Extracted material
+ + + + +

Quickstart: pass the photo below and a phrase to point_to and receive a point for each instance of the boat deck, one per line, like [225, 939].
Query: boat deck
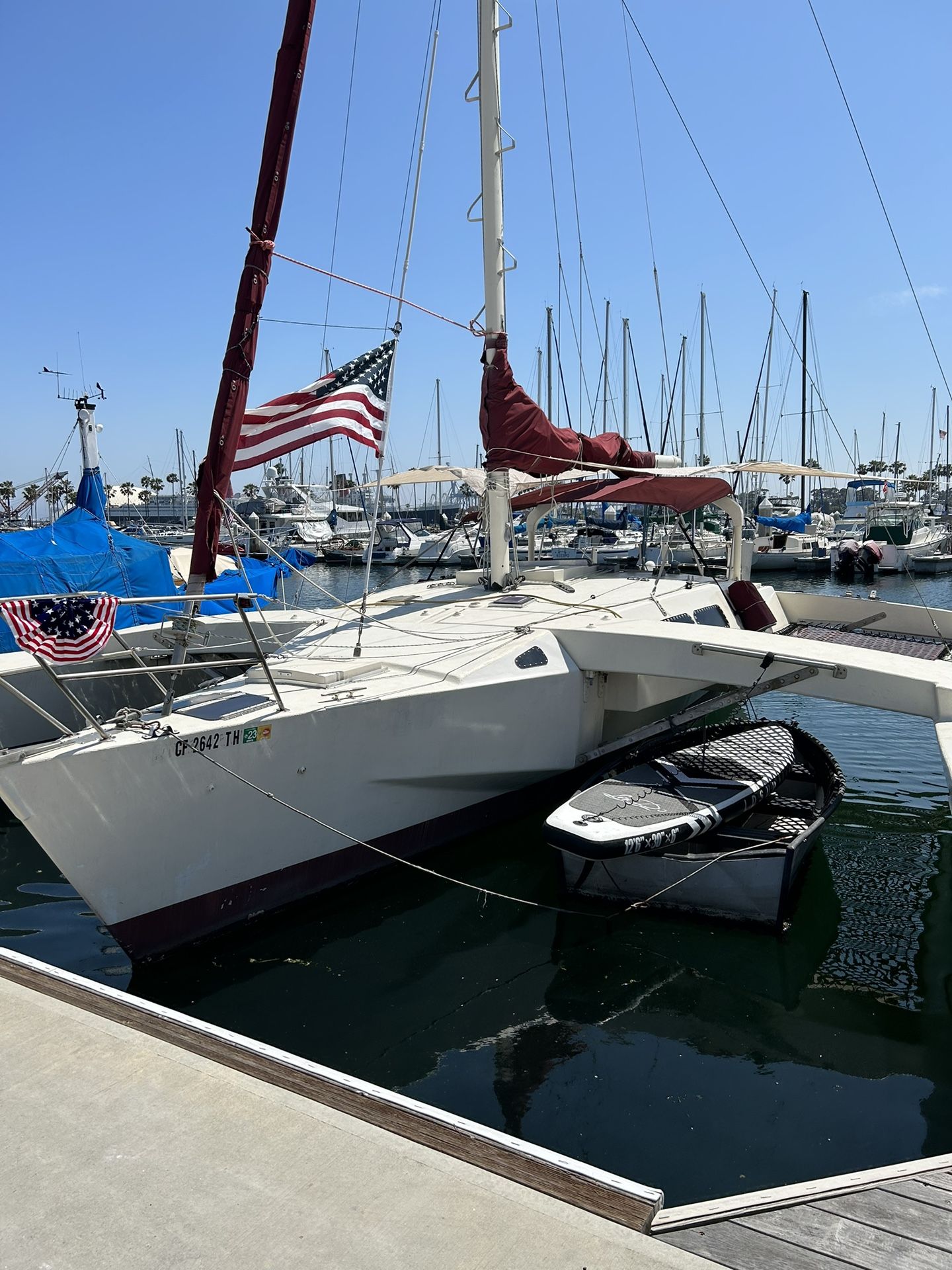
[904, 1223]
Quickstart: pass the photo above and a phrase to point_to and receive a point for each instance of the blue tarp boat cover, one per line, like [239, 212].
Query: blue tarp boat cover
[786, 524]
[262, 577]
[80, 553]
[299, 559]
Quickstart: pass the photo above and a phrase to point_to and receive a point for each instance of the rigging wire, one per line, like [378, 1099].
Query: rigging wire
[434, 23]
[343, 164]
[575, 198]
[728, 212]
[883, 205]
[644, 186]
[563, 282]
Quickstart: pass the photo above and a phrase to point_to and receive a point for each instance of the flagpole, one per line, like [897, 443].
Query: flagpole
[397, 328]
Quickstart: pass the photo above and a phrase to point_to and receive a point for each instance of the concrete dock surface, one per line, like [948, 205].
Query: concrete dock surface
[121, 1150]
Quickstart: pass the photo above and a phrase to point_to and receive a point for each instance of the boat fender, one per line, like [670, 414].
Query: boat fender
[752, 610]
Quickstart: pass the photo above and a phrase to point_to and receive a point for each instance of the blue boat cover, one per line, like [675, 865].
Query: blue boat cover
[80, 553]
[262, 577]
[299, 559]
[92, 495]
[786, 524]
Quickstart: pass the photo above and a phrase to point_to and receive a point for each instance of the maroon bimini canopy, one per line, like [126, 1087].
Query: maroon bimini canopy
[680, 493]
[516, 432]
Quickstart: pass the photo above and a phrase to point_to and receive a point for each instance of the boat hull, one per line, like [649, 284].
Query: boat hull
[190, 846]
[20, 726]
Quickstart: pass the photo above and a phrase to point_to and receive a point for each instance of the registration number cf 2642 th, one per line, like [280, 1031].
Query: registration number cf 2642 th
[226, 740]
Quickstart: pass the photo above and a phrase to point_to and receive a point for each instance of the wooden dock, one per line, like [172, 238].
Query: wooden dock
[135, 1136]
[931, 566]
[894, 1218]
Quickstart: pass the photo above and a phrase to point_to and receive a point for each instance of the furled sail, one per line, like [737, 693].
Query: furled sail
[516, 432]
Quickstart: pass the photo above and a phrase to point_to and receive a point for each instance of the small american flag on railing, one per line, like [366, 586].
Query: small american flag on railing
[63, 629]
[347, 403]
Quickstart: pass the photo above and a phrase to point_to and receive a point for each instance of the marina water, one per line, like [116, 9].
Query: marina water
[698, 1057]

+ + + + +

How to complete this task
Give back exactly the lines beginning at the one with "like [675, 865]." and ending at the final line of the material; both boundary lines belong in it.

Answer to the exercise
Quickstart: pass the photo above and a phrase to point_to and receive a point for each instance of the blue boat cover, one per line, like [675, 865].
Query: blue boat cover
[80, 553]
[262, 577]
[299, 559]
[92, 495]
[786, 524]
Quickstart: pass the photo above and a phrase to point_to and receive a point for each instance of the maroon bimini canopy, one per line, like [126, 1087].
Query: maroon bimini canopy
[680, 493]
[516, 432]
Quickstart: pass the photo above and a phrase to point_to and receive a point for each instance of the boat hull, one per line, like [649, 284].
Query: boat hull
[190, 846]
[20, 726]
Quickstart: pass the photo above and a phrase to point_to and receive a point for each instance of the registration number cf 2642 th, one per line, like [280, 1031].
Query: registration number cf 2642 th
[226, 740]
Quickstart: pass the photo above and a phrase to point_to and receive a point for each instance of the wooden dock, one per line, like [172, 238].
Query: wooden dock
[135, 1136]
[931, 566]
[894, 1218]
Quickstart: pass the photo above and a phrase to point_to and receive a point for each instance of the furled sail, one per line, like [737, 693].
Query: furled sail
[516, 432]
Quickstart: pass the photo above and a phrase to point_to and receive a point for each instance of the small american flag on railing, one per line, like [366, 586].
Query: small american flag on railing
[63, 629]
[347, 403]
Quickstart: pass the photo above and a phrase to point_to and receive a point for each instance of the marina water, one per line, like [116, 9].
Query: marina water
[698, 1057]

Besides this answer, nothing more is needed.